GIVEN PROBLEM:
Put every line of the records below into a numbered list, omitting blank lines and excluding the pictures.

— start —

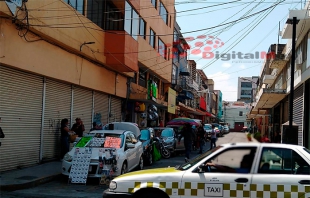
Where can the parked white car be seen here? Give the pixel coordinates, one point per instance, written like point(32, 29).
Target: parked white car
point(124, 157)
point(230, 170)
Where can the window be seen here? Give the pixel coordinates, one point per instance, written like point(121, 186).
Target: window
point(76, 4)
point(282, 161)
point(162, 48)
point(163, 12)
point(142, 28)
point(131, 21)
point(154, 3)
point(237, 160)
point(152, 38)
point(105, 15)
point(246, 84)
point(142, 78)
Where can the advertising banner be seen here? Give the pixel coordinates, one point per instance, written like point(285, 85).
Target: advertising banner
point(171, 100)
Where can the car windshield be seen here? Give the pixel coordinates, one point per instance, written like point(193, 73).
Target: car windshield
point(207, 127)
point(145, 135)
point(307, 150)
point(167, 133)
point(196, 160)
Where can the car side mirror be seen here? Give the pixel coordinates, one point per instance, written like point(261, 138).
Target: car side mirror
point(130, 145)
point(200, 168)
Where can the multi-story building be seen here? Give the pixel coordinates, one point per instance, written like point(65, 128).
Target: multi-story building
point(235, 114)
point(219, 105)
point(247, 88)
point(92, 59)
point(274, 89)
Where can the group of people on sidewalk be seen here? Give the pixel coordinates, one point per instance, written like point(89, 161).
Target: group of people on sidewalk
point(77, 129)
point(195, 138)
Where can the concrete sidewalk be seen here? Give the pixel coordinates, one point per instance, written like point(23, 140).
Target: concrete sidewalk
point(29, 177)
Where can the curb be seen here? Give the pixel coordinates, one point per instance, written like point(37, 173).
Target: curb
point(31, 184)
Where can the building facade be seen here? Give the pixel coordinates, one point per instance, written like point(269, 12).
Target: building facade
point(87, 65)
point(235, 114)
point(247, 88)
point(274, 90)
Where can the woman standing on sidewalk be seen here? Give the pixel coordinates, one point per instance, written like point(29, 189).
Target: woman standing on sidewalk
point(213, 138)
point(65, 132)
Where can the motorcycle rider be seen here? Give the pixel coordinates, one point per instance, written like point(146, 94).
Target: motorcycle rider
point(189, 135)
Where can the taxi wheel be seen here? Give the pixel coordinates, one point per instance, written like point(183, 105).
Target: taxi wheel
point(124, 168)
point(150, 193)
point(150, 159)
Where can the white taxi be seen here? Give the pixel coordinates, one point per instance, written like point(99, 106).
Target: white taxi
point(105, 158)
point(231, 170)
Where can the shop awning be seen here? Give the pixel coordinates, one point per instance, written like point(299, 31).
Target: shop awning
point(197, 112)
point(270, 98)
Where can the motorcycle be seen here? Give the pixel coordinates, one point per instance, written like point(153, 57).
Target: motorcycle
point(165, 153)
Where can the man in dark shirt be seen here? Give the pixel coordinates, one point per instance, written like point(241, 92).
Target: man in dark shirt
point(188, 134)
point(78, 127)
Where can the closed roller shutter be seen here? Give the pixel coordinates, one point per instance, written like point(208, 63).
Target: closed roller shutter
point(298, 111)
point(82, 106)
point(116, 109)
point(57, 107)
point(101, 106)
point(21, 111)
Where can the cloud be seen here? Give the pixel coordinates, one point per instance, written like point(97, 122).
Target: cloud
point(227, 86)
point(242, 66)
point(226, 65)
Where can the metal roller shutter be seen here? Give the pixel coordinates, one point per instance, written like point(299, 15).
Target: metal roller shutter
point(57, 107)
point(101, 106)
point(82, 106)
point(116, 109)
point(298, 111)
point(21, 111)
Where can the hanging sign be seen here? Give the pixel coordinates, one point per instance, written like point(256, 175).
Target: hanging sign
point(112, 142)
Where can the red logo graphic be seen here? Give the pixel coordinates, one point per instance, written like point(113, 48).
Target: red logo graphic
point(202, 44)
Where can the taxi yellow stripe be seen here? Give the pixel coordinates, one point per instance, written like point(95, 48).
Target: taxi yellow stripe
point(150, 171)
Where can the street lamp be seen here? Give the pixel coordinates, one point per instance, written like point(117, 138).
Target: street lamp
point(86, 43)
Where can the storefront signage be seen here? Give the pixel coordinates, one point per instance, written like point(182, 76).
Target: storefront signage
point(152, 90)
point(171, 100)
point(112, 142)
point(203, 104)
point(83, 142)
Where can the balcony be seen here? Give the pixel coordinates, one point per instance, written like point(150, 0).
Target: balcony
point(268, 98)
point(277, 61)
point(140, 93)
point(269, 79)
point(120, 51)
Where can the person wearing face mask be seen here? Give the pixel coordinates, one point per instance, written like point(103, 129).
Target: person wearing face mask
point(65, 133)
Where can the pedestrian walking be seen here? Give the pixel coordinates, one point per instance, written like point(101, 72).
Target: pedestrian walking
point(201, 138)
point(1, 132)
point(188, 135)
point(78, 127)
point(213, 138)
point(65, 133)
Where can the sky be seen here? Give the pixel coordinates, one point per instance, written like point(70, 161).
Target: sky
point(244, 28)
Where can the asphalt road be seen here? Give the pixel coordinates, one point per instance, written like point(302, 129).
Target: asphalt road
point(60, 188)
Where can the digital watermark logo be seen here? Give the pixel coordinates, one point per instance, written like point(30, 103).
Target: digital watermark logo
point(207, 47)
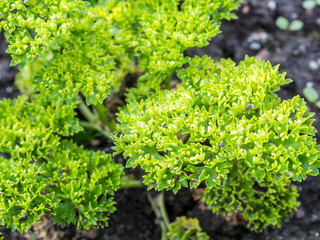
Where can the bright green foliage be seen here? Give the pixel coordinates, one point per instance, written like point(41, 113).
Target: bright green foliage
point(166, 29)
point(45, 174)
point(265, 204)
point(90, 41)
point(74, 185)
point(46, 19)
point(33, 129)
point(186, 229)
point(78, 47)
point(225, 118)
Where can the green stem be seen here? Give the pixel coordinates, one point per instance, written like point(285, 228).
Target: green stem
point(103, 113)
point(86, 112)
point(130, 182)
point(96, 127)
point(158, 206)
point(167, 82)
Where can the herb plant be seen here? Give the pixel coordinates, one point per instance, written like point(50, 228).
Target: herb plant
point(226, 127)
point(223, 128)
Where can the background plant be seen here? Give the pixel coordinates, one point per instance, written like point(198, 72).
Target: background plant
point(74, 54)
point(226, 127)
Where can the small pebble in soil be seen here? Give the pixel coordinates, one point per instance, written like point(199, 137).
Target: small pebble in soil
point(300, 213)
point(258, 36)
point(314, 218)
point(254, 46)
point(294, 15)
point(301, 49)
point(272, 5)
point(309, 84)
point(313, 65)
point(9, 90)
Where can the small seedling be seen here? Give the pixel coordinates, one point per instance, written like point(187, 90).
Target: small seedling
point(285, 25)
point(312, 95)
point(310, 4)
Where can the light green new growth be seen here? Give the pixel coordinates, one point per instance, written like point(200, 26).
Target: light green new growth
point(227, 128)
point(186, 229)
point(45, 174)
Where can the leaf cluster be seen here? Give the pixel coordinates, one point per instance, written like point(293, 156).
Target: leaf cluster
point(225, 127)
point(46, 174)
point(186, 229)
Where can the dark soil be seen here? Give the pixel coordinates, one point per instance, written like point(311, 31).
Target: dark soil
point(254, 33)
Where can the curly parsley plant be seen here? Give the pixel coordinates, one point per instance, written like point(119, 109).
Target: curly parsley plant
point(224, 127)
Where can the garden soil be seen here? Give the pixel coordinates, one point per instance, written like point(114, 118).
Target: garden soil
point(254, 33)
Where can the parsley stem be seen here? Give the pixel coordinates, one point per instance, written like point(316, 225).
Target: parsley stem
point(130, 182)
point(158, 206)
point(96, 127)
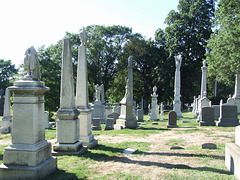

— end —

TASK RESULT:
1. Where can the parked white car be seen here? Give the pixel coordinates, one point per instance, written like point(32, 29).
2. Target: parked white car
3. point(124, 157)
4. point(230, 170)
5. Where can the window be seen here? Give the pixel coordinates, one point per instance, written like point(121, 186).
6. Target: window
7. point(76, 4)
8. point(282, 161)
9. point(162, 48)
10. point(163, 12)
11. point(142, 28)
12. point(131, 21)
13. point(154, 3)
14. point(237, 160)
15. point(152, 38)
16. point(105, 15)
17. point(246, 84)
18. point(142, 78)
19. Where can the advertising banner be seen here? Give the pixel coordinates, one point per instance, written like point(285, 85).
20. Target: advertising banner
21. point(171, 100)
22. Where can the car windshield be seen here? Give the pixel coordinates, one point per instance, written like point(193, 73).
23. Target: car windshield
24. point(207, 127)
25. point(145, 135)
26. point(307, 150)
27. point(167, 133)
28. point(196, 160)
29. Where can the car side mirror be seen here? Give the pixel coordinates, one point per instance, written like point(261, 138).
30. Target: car side mirror
31. point(130, 145)
32. point(200, 168)
33. Where can the multi-story building be seen here? Give the pixel coordinates, one point per instance, written like point(65, 128).
34. Target: multi-story building
35. point(235, 114)
36. point(219, 105)
37. point(247, 88)
38. point(92, 59)
39. point(274, 89)
40. Where can the group of people on sidewalk be seen here? Give the pixel coordinates, one point per instance, written like point(89, 161).
41. Target: group of people on sidewalk
42. point(77, 129)
43. point(195, 138)
44. Where can the concrete sidewalk be seen here? Give the pixel coordinates, one point per instance, written like point(23, 140).
45. Target: concrete sidewalk
46. point(29, 177)
47. Where can the curb be seen here? Give the pixel coordinates, one point per instance, written like point(37, 173).
48. Target: curb
49. point(31, 184)
50. Where can the building facade be seen here? Give the pixel coordinates, one point per instance, written like point(269, 12).
51. Target: building facade
52. point(87, 65)
53. point(235, 114)
54. point(247, 88)
55. point(274, 90)
56. Where can the woman standing on sidewalk be seen here? Give the pixel coordinates, one point per instance, written like point(29, 189).
57. Target: woman standing on sidewalk
58. point(213, 138)
59. point(65, 132)
60. Where can the motorcycle rider be seen here? Give the pixel coordinates, one point per instance, written like point(146, 94).
61. Target: motorcycle rider
62. point(189, 135)
63. Where can the taxi wheel be seen here? Give the pixel coordinates, one point per instance, written like point(183, 105).
64. Target: taxi wheel
65. point(124, 168)
66. point(150, 193)
67. point(150, 159)
68. Where can the white taxi be seen here? Give the pixel coordinates, one point per instance, written like point(99, 106).
69. Target: white taxi
70. point(105, 158)
71. point(231, 170)
72. Where can the shop awning be seen here? Give the pixel coordinates, one point per instance, written like point(299, 31).
73. Target: shop awning
74. point(197, 112)
75. point(270, 98)
76. Where can the motorcycle be seen here? Give the pixel coordinates, one point per instance, written like point(153, 57).
77. Target: motorcycle
78. point(165, 153)
79. Where can the man in dark shirt be seen here? Give the pixel coordinates, one point per instance, written like point(241, 92).
80. Target: man in dark shirt
81. point(188, 134)
82. point(78, 127)
83. Where can the closed roller shutter be seen here? Give the pixel coordinates, one point per instance, written like point(208, 63).
84. Target: closed roller shutter
85. point(298, 111)
86. point(82, 106)
87. point(116, 109)
88. point(57, 107)
89. point(101, 106)
90. point(21, 111)
91. Where can the cloud be seen here? Give the pixel coordinates, one point per instance, written like point(97, 122).
92. Target: cloud
93. point(227, 86)
94. point(242, 66)
95. point(226, 65)
96. Where can the metal roller shutter be seen here? Give the pixel coordinates, one point per instance, written like point(299, 15).
97. Target: metal roller shutter
98. point(57, 107)
99. point(101, 106)
100. point(82, 106)
101. point(116, 109)
102. point(298, 111)
103. point(21, 111)
104. Where can the hanging sign be seen here? Give the pixel coordinates, one point per instance, written like point(256, 175).
105. Target: hanging sign
106. point(112, 142)
107. Where can the red logo graphic be seen here? Give the pixel coordinates, one point per instance, written like point(113, 48).
108. Target: red logo graphic
109. point(202, 44)
110. Where can the taxi yellow stripe be seen here? Give the pixel coordinates, one point per instance, written like point(95, 48).
111. Target: taxi yellow stripe
112. point(150, 171)
113. Where can the street lamp be seen here? Give the pixel coordinates, one point per instance, written like point(117, 138).
114. Target: street lamp
115. point(86, 43)
116. Where can the storefront signage be seen here? Give the pixel coordinates, one point per instance, written like point(182, 76).
117. Target: storefront signage
118. point(152, 90)
119. point(171, 100)
120. point(112, 142)
121. point(203, 104)
122. point(83, 142)
123. Where can the balcony be seen here? Give the pixel coordinates, one point per instance, written like point(150, 0).
124. Target: balcony
125. point(268, 98)
126. point(277, 61)
127. point(140, 93)
128. point(269, 79)
129. point(120, 51)
130. Where can the person wearing face mask be seen here? Give the pixel coordinates, one point per instance, written like point(103, 129).
131. Target: person wearing face mask
132. point(65, 133)
133. Where can the pedestrian walking be seen here? Give the pixel coordinates, one point per instance, written like point(101, 72).
134. Target: pedestrian walking
135. point(201, 138)
136. point(1, 132)
137. point(188, 135)
138. point(78, 127)
139. point(213, 138)
140. point(65, 133)
141. Where can the sky be seen here? Give the pixel coordinates, one point per instance, written like point(70, 161).
142. Target: sky
143. point(244, 28)
144. Where can the asphalt road be seen here? Give the pixel coordinates, one point per instance, written like point(302, 129).
145. Target: asphalt road
146. point(60, 188)
147. Where can the digital watermark logo be seen here? Give the pixel coordinates, one point per instance, written like point(30, 103).
148. Target: digital watermark logo
149. point(207, 47)
150. Where can the bright green foliage be seen here? Give the pixel coordinates, one point per instance, written like point(41, 113).
151. Target: bright green foliage
152. point(166, 29)
153. point(45, 174)
154. point(265, 204)
155. point(90, 41)
156. point(74, 185)
157. point(46, 19)
158. point(33, 129)
159. point(186, 229)
160. point(78, 47)
161. point(225, 118)
162. Where can the green stem be seen here? Give the pixel coordinates, one point per instance, written like point(285, 228).
163. Target: green stem
164. point(103, 113)
165. point(86, 112)
166. point(130, 182)
167. point(96, 127)
168. point(158, 206)
169. point(167, 82)
170. Where can the herb plant be seen here? Give the pixel coordinates, one point per instance, written like point(50, 228).
171. Target: herb plant
172. point(226, 127)
173. point(223, 128)
174. Where can the background plant be seen here? Give the pixel coordinates, one point per instance, written like point(198, 72).
175. Target: background plant
176. point(74, 54)
177. point(226, 127)
178. Where can the small pebble in soil be seen here? Give the pixel coordinates, one point per instance, written like point(199, 137).
179. Target: small pebble in soil
180. point(300, 213)
181. point(258, 36)
182. point(314, 218)
183. point(254, 46)
184. point(294, 15)
185. point(301, 49)
186. point(272, 5)
187. point(309, 84)
188. point(313, 65)
189. point(9, 90)
190. Where can the small seedling be seen here? Give the pixel coordinates, one point per instance, written like point(187, 90).
191. Target: small seedling
192. point(285, 25)
193. point(312, 95)
194. point(310, 4)
195. Where can the light green new growth be seen here? Give the pixel coordinates, one point per instance, written like point(200, 26).
196. Target: light green new growth
197. point(227, 128)
198. point(186, 229)
199. point(45, 174)
200. Where can the leaf cluster be seen here? Give the pixel coordinates, one point per instance, written like point(293, 156).
201. Target: leaf cluster
202. point(225, 127)
203. point(46, 174)
204. point(186, 229)
205. Where can the dark soil be seen here? Give the pixel coordinates, one point per instance, written like point(311, 31).
206. Target: dark soil
207. point(254, 33)
208. Where can the curly parsley plant be seen here? Give the pixel coordinates, one point per instance, written like point(119, 109).
209. Target: curly parsley plant
210. point(224, 127)
211. Where can the garden soil be seen here? Give the pixel coordinates, one point per instance, written like point(114, 118).
212. Target: garden soil
213. point(254, 33)
214. Where can the parsley stem be seen here? Give the pixel coordinates, one point per instance, written like point(316, 225).
215. Target: parsley stem
216. point(130, 182)
217. point(158, 206)
218. point(96, 127)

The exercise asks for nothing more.